-- Task goal --
Write the lines below as a JSON list of strings, one string per line, leaving out blank lines and the pictures.

━━ Data for this task

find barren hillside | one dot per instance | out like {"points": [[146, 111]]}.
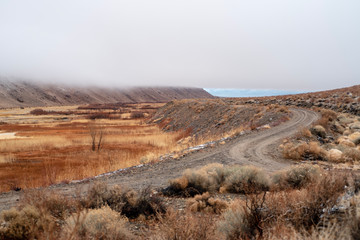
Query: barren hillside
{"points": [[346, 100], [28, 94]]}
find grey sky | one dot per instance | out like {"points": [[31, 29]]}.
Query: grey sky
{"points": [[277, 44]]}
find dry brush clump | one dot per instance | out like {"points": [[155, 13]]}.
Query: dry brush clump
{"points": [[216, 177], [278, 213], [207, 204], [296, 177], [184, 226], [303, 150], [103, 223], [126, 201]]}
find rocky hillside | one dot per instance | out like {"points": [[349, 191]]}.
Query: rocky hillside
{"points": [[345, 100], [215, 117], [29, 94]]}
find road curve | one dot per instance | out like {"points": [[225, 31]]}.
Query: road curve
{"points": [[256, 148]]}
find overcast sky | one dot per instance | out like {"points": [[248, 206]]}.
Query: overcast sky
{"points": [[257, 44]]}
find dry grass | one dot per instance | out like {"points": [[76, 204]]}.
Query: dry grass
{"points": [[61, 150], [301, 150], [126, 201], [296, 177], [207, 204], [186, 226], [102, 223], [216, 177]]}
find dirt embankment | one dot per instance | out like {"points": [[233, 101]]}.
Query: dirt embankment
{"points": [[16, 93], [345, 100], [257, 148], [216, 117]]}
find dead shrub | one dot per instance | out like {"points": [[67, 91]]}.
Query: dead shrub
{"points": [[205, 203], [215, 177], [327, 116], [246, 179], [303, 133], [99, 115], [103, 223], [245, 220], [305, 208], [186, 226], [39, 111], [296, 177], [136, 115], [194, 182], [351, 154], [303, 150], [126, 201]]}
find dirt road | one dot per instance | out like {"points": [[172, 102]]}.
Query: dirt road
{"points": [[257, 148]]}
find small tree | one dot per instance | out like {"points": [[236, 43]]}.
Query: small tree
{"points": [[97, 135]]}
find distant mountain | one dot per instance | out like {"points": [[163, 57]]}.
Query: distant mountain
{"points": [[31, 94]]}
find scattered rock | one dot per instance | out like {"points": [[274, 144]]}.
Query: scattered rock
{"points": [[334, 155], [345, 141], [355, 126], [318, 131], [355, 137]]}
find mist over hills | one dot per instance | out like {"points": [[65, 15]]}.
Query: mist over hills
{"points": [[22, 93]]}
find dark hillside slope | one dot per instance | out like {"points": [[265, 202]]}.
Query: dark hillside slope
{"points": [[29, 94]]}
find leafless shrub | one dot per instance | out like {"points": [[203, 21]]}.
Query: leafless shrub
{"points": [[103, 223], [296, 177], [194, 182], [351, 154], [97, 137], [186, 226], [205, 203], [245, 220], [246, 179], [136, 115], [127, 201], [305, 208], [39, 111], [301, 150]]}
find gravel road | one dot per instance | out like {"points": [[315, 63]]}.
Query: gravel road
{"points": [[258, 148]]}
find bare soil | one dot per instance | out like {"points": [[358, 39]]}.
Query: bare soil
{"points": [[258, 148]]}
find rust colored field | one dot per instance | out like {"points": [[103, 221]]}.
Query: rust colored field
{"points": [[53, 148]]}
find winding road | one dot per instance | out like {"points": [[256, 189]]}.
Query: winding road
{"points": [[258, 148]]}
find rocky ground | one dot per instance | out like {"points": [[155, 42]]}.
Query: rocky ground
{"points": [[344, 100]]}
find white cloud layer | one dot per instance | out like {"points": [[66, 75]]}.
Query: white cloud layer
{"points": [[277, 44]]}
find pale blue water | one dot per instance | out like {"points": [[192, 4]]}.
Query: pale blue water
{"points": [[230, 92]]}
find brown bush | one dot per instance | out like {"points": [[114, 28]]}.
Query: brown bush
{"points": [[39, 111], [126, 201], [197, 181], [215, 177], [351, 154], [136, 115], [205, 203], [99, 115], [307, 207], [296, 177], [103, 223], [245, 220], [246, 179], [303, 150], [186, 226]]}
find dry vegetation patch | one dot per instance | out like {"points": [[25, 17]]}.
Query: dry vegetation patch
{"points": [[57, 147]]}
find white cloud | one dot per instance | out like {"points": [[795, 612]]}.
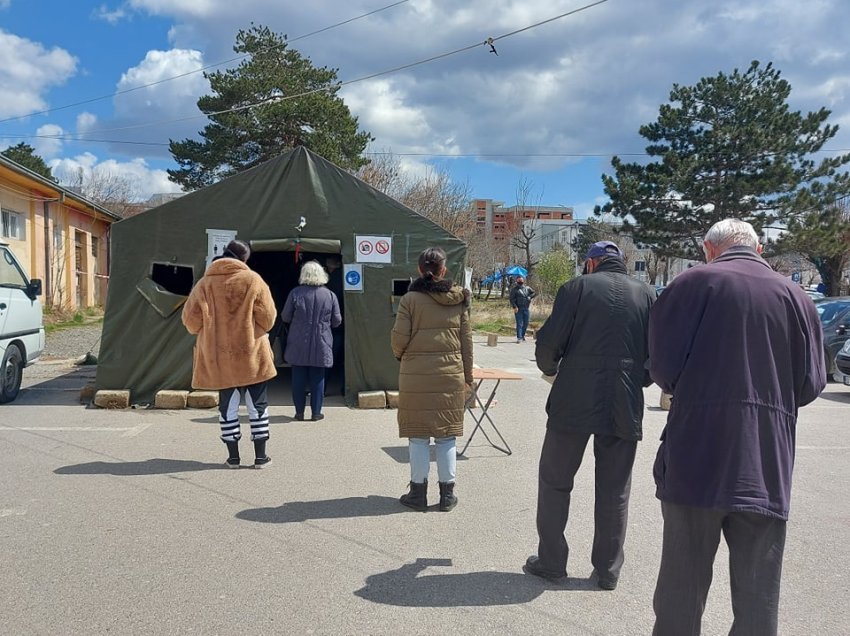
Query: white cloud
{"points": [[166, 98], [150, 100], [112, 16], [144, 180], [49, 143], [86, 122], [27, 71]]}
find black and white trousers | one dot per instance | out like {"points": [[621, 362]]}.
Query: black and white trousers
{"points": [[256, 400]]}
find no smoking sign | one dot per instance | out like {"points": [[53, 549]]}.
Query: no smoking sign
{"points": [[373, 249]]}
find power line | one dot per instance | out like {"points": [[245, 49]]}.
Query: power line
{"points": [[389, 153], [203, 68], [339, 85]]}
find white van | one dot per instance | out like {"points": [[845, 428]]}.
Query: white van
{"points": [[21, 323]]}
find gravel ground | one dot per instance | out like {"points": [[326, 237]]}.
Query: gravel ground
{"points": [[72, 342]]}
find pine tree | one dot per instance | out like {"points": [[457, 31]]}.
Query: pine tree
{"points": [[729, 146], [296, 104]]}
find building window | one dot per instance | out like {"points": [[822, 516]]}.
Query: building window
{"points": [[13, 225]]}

━━━━

-- Completed exercise --
[
  "find barren hillside | one dot per instance | out like {\"points\": [[146, 111]]}.",
  "Query: barren hillside",
  "{\"points\": [[346, 100], [28, 94]]}",
  "find grey sky | one dot per instance | out like {\"points\": [[31, 29]]}.",
  "Query: grey sky",
  "{\"points\": [[277, 44]]}",
  "find dry brush clump | one dot per instance | out like {\"points\": [[155, 13]]}.",
  "Query: dry brush clump",
  "{\"points\": [[216, 177], [278, 213], [207, 204], [296, 177], [184, 226], [303, 150], [103, 223], [126, 201]]}",
  "find rocky hillside | one dot per instance | out like {\"points\": [[349, 191]]}.",
  "Query: rocky hillside",
  "{\"points\": [[345, 100], [215, 117], [29, 94]]}",
  "find road curve | one dot per instance | out like {\"points\": [[225, 31]]}.",
  "Query: road curve",
  "{\"points\": [[256, 148]]}",
  "find overcast sky | one dot per instance | out like {\"points\": [[248, 206]]}.",
  "Query: overcast sky",
  "{\"points\": [[257, 44]]}",
  "find dry grass | one dot per instance | out like {\"points\": [[76, 204]]}.",
  "Query: dry grass",
  "{\"points\": [[61, 150], [301, 150], [126, 201], [296, 177], [207, 204], [186, 226], [102, 223], [216, 177]]}",
  "find dirt embankment | one dot per instance | out like {\"points\": [[233, 101]]}.",
  "Query: dirt embankment",
  "{\"points\": [[16, 93], [345, 100], [257, 148], [216, 117]]}",
  "find dead shrub | one dot per instance | out like {\"points\": [[67, 91]]}.",
  "Query: dead shrub",
  "{\"points\": [[205, 203], [215, 177], [327, 116], [246, 179], [303, 133], [99, 115], [103, 223], [245, 220], [305, 208], [186, 226], [39, 111], [296, 177], [136, 115], [194, 182], [351, 154], [303, 150], [126, 201]]}",
  "find dirt road | one dot per instance | out like {\"points\": [[172, 102]]}.",
  "Query: dirt road",
  "{\"points\": [[257, 148]]}",
  "find small tree | one dot per instance | out like {\"points\": [[236, 43]]}.",
  "Query: small tree",
  "{\"points\": [[97, 135]]}",
  "find distant mountain | one dot per instance | out like {\"points\": [[163, 57]]}.",
  "Query: distant mountain",
  "{\"points\": [[31, 94]]}",
  "find scattered rock | one dot per instance | out like {\"points\": [[274, 144]]}.",
  "Query: scattered rock",
  "{\"points\": [[334, 155], [345, 141], [355, 126], [318, 131], [355, 137]]}",
  "find mist over hills | one dot per instance | out like {\"points\": [[65, 15]]}.",
  "Query: mist over hills",
  "{\"points\": [[22, 93]]}",
  "find dark hillside slope | one dot per instance | out like {\"points\": [[265, 202]]}.",
  "Query: dark hillside slope",
  "{\"points\": [[29, 94]]}",
  "find leafless shrub | one dot per instance | out like {\"points\": [[203, 21]]}.",
  "Query: leafless shrub",
  "{\"points\": [[103, 223], [296, 177], [194, 182], [351, 154], [97, 137], [186, 226], [205, 203], [245, 220], [246, 179], [136, 115], [127, 201], [305, 208], [39, 111], [301, 150]]}",
  "find gravel road | one dot per instance | out like {\"points\": [[315, 63]]}.",
  "Query: gravel road",
  "{\"points\": [[258, 148]]}",
  "find bare soil | one dot per instance | out like {\"points\": [[358, 39]]}.",
  "Query: bare soil",
  "{\"points\": [[258, 148]]}",
  "find rust colored field | one dot per instance | out like {\"points\": [[103, 221]]}.",
  "Query: rust colored field",
  "{\"points\": [[53, 148]]}",
  "find winding road | one dot per instance | out like {\"points\": [[256, 189]]}.",
  "Query: winding road",
  "{\"points\": [[258, 148]]}",
  "find rocky ground | one dot per instance | out like {\"points\": [[155, 42]]}.",
  "Query: rocky ground",
  "{\"points\": [[344, 100]]}",
  "find white cloud layer | one dot per instance | out like {\"points\": [[66, 75]]}.",
  "Query: white cloud layer",
  "{\"points\": [[277, 44]]}",
  "find pale blue water | one dot per instance | out like {\"points\": [[192, 4]]}.",
  "Query: pale blue water",
  "{\"points\": [[230, 92]]}",
  "find brown bush | one dot per instance | out like {\"points\": [[114, 28]]}.",
  "Query: brown bush",
  "{\"points\": [[39, 111], [126, 201], [197, 181], [215, 177], [351, 154], [136, 115], [205, 203], [99, 115], [307, 207], [296, 177], [103, 223], [245, 220], [246, 179], [303, 150], [186, 226]]}",
  "find dry vegetation patch | one dot per instance | out like {\"points\": [[25, 17]]}.",
  "Query: dry vegetation patch",
  "{\"points\": [[57, 147]]}",
  "find white cloud | one dot per instance | out like {\"points\": [[795, 612]]}.",
  "Query: white cloud",
  "{\"points\": [[166, 98], [150, 100], [112, 16], [144, 180], [49, 143], [86, 122], [27, 71]]}",
  "find black and white trousers | one dot per instance | out like {\"points\": [[621, 362]]}.",
  "Query: black and white trousers",
  "{\"points\": [[256, 400]]}",
  "find no smoking sign | one dot per instance | out like {\"points\": [[53, 549]]}.",
  "Query: no smoking sign",
  "{\"points\": [[373, 249]]}",
  "find power line | one dot per instance | out like {\"points\": [[245, 49]]}.",
  "Query: power line",
  "{\"points\": [[389, 153], [203, 68], [339, 85]]}",
  "find white van | one dot per instance | out like {\"points\": [[845, 428]]}.",
  "Query: white van",
  "{\"points\": [[21, 323]]}",
  "find gravel ground | one dot per instance | out like {\"points\": [[326, 237]]}.",
  "Query: gravel ground",
  "{\"points\": [[72, 342]]}",
  "find pine tree | one dot per instance | out like {\"points\": [[457, 31]]}.",
  "Query: pine tree",
  "{\"points\": [[729, 146], [296, 104]]}",
  "find building window | one dot per instance | out like {\"points\": [[822, 516]]}.",
  "Query: building window",
  "{\"points\": [[13, 225]]}"
]